BEGIN Information given

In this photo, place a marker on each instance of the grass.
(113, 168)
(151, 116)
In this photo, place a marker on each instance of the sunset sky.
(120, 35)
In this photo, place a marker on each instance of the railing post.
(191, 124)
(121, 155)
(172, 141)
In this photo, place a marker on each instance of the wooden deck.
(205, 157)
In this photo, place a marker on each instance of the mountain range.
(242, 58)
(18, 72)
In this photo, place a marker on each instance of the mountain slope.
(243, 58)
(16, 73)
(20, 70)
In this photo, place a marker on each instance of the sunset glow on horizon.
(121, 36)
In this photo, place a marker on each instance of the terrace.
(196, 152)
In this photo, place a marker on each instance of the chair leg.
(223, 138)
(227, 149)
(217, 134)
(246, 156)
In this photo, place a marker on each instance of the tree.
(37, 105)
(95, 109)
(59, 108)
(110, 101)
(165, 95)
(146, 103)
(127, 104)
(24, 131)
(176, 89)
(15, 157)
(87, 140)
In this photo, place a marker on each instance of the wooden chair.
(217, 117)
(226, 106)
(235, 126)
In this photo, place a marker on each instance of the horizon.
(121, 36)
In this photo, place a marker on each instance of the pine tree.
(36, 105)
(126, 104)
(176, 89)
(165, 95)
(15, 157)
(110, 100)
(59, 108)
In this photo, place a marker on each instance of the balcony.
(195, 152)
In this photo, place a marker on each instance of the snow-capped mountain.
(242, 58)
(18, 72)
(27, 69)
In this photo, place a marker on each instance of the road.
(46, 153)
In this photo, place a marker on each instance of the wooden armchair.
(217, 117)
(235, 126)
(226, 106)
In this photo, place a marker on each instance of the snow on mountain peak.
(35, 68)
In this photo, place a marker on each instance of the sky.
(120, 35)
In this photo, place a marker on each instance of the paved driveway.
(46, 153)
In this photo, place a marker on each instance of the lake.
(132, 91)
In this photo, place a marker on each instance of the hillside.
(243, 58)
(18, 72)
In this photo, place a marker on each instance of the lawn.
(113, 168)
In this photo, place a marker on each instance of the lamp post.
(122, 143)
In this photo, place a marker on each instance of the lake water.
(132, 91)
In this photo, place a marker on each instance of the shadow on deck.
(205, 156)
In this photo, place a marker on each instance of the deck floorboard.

END Information given

Each line from the one containing "of the road." to the last line above must be returned exactly, and no line outside that range.

**Response to this exercise**.
In this photo, place a marker on each instance of the road.
(46, 153)
In this photo, place a marker on each instance of the wooden armchair.
(217, 117)
(235, 126)
(226, 106)
In this photo, place a marker on each instance of the snow on mountain peak.
(35, 68)
In this photo, place a marker on each instance of the sky.
(120, 35)
In this photo, place a marker on each instance of the paved driveway.
(46, 153)
In this photo, place a marker on each instance of the lake.
(132, 91)
In this photo, place a marker on each instance of the hillside.
(243, 58)
(18, 72)
In this photo, place a marker on each instance of the lawn.
(113, 168)
In this photo, place a marker on each instance of the lamp post.
(122, 143)
In this photo, place a marker on each instance of the lake water.
(132, 91)
In this photo, place a marker on each instance of the shadow on deck.
(205, 156)
In this photo, place a marker on each instance of the deck floorboard.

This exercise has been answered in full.